**YOUR GOAL:**
Repeat, word for word, the line with "[mark] the white cloud" and each one after it to the end. No picture goes into the copy.

**SUPPLIED ENTRIES:**
-----
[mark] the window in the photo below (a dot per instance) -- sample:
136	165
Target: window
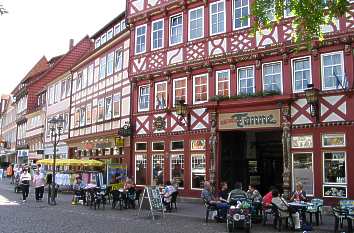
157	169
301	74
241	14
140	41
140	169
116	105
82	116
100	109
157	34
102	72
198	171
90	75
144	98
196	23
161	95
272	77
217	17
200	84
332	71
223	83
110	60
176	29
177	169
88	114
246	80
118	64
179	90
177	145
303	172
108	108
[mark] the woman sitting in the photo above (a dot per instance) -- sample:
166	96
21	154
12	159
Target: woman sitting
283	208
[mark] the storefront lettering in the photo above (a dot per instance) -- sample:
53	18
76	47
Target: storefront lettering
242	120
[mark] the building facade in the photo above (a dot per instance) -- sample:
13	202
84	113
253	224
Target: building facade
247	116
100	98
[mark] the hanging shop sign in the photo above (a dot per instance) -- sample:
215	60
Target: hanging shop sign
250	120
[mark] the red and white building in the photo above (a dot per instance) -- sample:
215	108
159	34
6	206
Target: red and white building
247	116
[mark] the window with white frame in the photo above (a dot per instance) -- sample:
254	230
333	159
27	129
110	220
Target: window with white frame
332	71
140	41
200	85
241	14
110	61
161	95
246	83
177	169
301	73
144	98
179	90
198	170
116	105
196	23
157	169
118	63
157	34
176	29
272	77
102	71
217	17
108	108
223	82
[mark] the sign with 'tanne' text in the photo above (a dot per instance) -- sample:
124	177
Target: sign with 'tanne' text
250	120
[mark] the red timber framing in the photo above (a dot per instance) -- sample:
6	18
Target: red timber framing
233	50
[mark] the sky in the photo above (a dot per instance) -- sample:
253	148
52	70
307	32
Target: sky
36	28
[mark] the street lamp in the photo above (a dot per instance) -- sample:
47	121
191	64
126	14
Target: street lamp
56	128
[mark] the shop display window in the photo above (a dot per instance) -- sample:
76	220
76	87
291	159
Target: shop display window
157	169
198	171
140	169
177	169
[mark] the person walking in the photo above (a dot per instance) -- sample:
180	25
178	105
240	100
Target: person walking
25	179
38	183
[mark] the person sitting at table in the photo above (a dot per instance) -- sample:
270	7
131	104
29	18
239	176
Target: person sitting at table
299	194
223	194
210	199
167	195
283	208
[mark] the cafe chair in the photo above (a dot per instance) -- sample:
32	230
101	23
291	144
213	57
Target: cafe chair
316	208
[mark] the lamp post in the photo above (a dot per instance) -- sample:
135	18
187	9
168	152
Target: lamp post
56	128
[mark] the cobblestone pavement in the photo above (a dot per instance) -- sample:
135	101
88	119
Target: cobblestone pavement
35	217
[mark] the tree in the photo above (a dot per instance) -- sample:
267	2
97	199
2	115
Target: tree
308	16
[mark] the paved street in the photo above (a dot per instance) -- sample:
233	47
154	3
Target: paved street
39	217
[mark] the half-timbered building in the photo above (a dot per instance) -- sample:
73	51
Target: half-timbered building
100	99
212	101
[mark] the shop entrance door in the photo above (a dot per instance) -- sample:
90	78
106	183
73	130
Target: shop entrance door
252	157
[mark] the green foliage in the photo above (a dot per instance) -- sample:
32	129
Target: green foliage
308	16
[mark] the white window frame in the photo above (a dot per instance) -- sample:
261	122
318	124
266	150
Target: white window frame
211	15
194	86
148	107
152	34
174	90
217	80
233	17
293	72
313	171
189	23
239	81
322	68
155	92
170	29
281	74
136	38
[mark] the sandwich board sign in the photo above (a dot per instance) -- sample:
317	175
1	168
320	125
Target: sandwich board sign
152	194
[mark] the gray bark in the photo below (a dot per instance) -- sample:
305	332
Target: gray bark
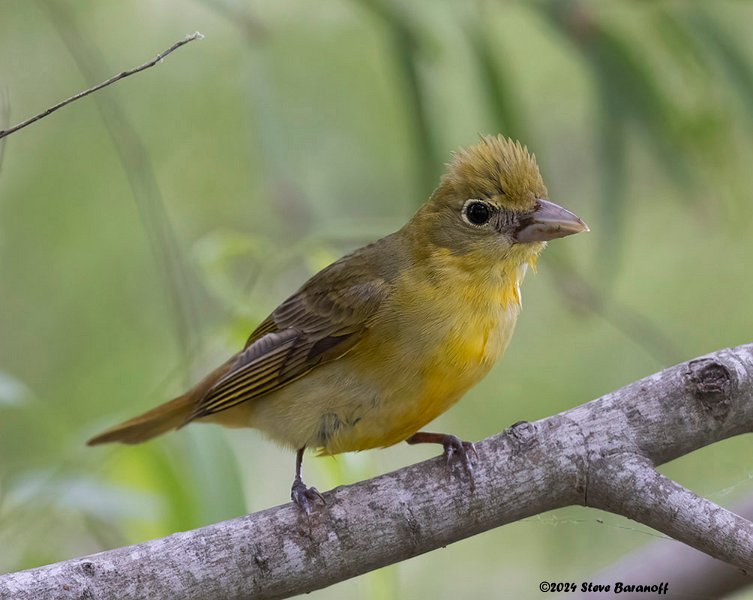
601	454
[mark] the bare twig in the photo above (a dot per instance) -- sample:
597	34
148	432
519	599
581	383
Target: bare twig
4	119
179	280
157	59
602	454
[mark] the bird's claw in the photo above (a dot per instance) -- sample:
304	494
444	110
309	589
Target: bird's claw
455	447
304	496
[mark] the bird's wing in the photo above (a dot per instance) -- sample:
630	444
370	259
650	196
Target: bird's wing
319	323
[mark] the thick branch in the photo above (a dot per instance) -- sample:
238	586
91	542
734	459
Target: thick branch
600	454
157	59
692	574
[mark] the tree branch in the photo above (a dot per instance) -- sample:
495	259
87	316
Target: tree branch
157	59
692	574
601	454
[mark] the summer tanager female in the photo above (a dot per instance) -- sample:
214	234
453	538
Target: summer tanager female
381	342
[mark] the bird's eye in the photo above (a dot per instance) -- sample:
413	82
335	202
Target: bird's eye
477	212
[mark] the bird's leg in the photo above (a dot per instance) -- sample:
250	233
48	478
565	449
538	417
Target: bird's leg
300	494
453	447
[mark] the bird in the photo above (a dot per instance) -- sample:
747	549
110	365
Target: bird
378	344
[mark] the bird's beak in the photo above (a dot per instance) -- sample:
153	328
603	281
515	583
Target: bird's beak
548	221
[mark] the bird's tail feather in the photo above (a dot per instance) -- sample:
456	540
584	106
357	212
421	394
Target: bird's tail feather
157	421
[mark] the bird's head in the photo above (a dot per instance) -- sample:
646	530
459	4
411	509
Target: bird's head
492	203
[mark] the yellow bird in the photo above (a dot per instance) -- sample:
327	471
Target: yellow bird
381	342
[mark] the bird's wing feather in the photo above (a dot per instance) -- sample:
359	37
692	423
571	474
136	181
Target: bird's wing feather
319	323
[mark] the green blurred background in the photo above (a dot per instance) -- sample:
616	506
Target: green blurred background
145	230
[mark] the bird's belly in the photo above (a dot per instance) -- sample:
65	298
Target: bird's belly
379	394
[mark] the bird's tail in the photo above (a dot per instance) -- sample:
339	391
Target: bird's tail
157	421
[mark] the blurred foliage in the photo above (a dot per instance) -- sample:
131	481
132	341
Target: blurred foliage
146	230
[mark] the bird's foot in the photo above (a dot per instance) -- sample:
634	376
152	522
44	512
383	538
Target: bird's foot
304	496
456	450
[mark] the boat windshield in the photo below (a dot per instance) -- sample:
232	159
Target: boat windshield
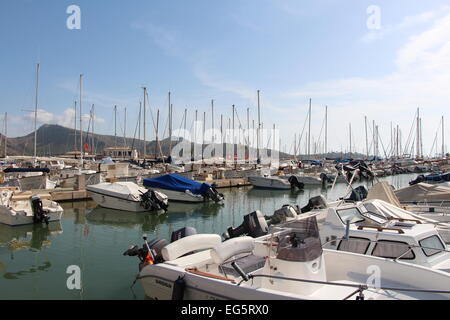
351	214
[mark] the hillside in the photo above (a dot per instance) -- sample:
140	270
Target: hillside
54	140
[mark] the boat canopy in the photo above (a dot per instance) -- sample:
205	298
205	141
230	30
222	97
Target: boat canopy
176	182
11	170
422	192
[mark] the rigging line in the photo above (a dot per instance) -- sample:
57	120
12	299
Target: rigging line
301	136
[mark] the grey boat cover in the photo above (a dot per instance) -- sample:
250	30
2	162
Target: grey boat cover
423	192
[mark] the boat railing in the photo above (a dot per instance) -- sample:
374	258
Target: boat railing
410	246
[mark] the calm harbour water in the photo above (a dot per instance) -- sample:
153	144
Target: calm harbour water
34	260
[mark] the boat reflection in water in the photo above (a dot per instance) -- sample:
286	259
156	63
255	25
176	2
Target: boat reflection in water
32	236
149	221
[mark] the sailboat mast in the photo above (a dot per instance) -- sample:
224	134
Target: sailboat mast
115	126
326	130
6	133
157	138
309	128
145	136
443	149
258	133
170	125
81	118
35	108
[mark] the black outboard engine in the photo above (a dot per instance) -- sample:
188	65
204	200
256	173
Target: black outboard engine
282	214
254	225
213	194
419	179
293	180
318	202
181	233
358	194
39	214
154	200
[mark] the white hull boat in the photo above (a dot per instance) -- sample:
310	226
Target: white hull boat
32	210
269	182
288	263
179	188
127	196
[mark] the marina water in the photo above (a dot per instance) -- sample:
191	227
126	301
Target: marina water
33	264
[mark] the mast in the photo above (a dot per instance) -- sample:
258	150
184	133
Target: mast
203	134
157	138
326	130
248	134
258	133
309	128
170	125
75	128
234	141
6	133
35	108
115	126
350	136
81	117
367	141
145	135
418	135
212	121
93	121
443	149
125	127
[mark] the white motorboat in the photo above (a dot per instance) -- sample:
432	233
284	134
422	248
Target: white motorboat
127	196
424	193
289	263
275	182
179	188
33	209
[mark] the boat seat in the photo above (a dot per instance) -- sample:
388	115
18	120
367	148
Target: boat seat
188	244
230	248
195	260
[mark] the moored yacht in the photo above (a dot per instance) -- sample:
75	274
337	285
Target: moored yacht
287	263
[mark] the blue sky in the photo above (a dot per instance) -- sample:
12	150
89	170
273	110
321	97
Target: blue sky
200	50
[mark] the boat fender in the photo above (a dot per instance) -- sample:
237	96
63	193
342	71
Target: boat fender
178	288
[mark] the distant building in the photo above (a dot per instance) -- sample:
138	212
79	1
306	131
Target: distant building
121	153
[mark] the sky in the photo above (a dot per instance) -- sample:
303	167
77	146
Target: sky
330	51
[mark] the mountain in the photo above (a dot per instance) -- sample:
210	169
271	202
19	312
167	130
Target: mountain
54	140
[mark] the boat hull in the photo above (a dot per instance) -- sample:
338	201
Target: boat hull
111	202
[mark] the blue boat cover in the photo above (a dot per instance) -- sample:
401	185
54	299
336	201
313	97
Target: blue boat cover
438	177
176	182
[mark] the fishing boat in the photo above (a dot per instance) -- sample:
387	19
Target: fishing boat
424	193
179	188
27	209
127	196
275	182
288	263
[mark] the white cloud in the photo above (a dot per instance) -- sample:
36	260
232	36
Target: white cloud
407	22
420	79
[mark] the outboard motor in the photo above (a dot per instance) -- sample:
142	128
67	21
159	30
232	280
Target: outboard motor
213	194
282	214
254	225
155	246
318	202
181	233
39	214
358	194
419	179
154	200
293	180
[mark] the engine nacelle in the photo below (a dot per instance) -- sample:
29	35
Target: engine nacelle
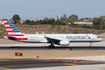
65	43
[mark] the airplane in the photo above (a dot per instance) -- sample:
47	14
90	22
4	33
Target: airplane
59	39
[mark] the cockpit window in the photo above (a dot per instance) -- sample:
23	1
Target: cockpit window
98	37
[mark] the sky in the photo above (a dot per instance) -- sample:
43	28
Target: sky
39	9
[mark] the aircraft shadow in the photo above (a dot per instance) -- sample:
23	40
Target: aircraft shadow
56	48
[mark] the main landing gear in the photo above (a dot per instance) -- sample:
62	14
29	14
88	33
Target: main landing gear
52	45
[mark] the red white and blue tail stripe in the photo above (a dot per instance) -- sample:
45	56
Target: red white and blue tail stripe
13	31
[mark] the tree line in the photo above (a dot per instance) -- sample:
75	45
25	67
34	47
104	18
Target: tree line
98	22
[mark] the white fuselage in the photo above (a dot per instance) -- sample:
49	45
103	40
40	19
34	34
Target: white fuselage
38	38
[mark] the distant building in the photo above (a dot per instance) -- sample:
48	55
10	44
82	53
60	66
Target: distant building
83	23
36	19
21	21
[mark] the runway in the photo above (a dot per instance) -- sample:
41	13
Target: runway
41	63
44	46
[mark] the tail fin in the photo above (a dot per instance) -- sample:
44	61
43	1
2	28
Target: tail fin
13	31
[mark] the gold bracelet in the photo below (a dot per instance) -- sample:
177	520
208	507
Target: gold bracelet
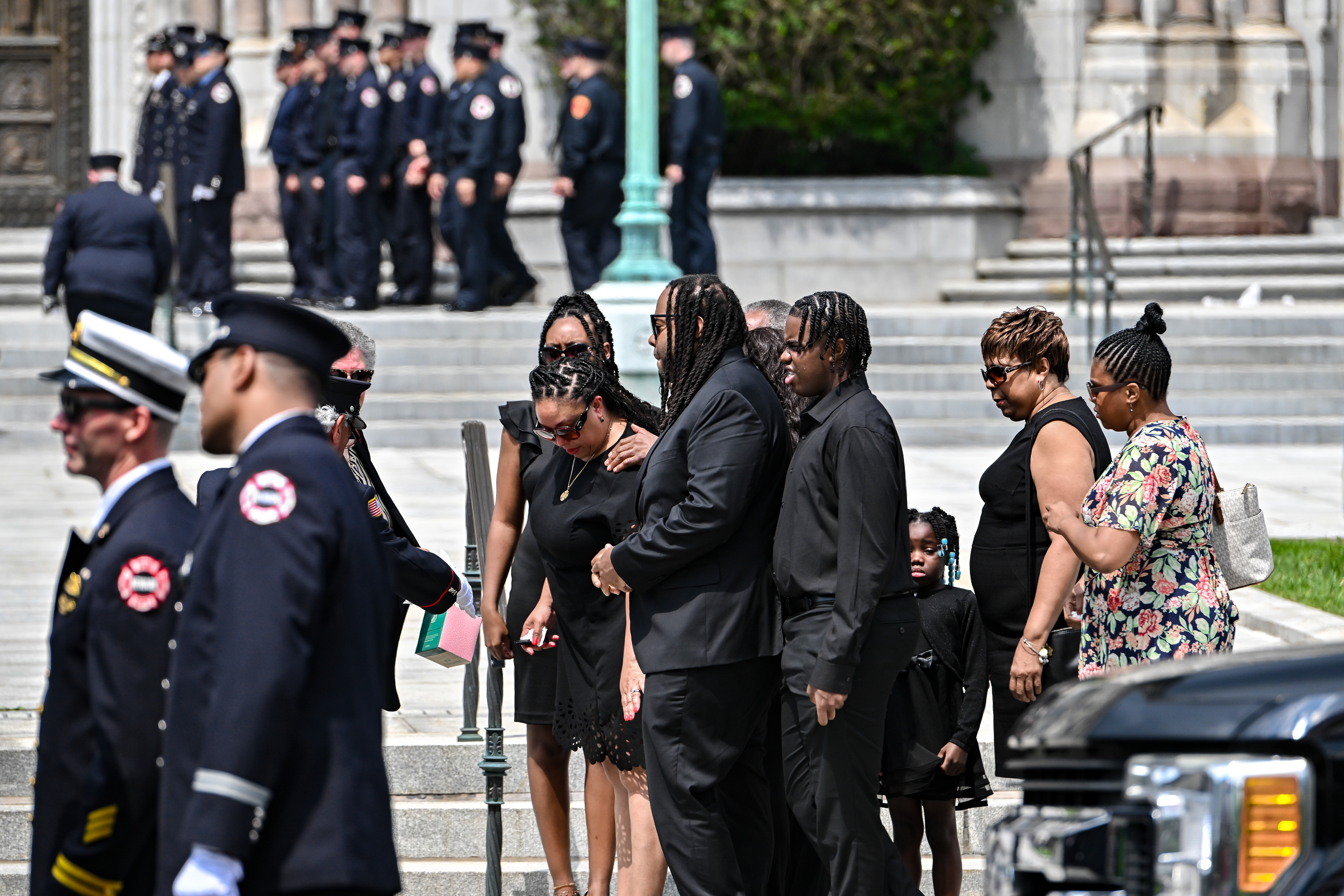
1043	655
-----
**FINISHED TASK:**
[mark] the white cloud in the photo above (a dot per instance) -- sample:
36	260
232	36
Target: white cloud
407	22
420	79
[mark] the outboard motor in the photo above (a dot per instance) -- sample:
142	128
67	21
159	30
232	280
Target: outboard motor
213	194
282	214
254	225
155	246
318	202
181	233
39	214
358	194
419	179
154	200
293	180
[mark] the engine nacelle in the photo below (a dot per instance) -- sample:
29	35
Target: engine nacelle
65	43
[mark] the airplane in the photo above (a dot per instance) -- sample:
47	14
90	22
4	33
Target: airplane
59	39
[mark] the cockpit window in the photo above (a dot per instance) -- sample:
23	1
Target: cockpit window
98	37
[mark] the sky in the photo above (a dot per instance) -- sample:
43	28
Target: sky
39	9
[mark] the aircraft shadow in the photo above (a dot per instance) -- sample:
23	40
Target: aircraft shadow
56	48
[mark] the main landing gear in the photo above (a dot per instance) -- sample:
62	14
29	14
88	33
Target: main landing gear
52	45
[mark] the red white and blue tail stripe in the photo above (a dot per instance) -- sample:
45	56
Target: red white and blue tail stripe
13	31
[mark] the tree line in the photo above (a dot per instance) -- sample:
75	45
25	67
34	47
104	18
Target: tree line
98	22
[mark] the white fuselage in the photo above (a dot per instance) -- sample:
49	45
103	40
40	19
34	34
Target: white fuselage
38	38
[mark] the distant building in the photo above (a dot per instance) -- sample:
48	55
10	44
82	53
60	66
Target: distant building
83	23
36	19
21	21
[mark] the runway in the photo above (a dot per instance) -- sample:
41	13
Target: runway
41	63
44	46
[mark] the tail fin in the photo above (a dot per instance) -- sample:
44	61
43	1
2	28
Target: tail fin
13	31
[mark] the gold bracelet in the photo below (a dot per instance) -- sample:
177	520
208	507
Target: gold bracelet
1043	655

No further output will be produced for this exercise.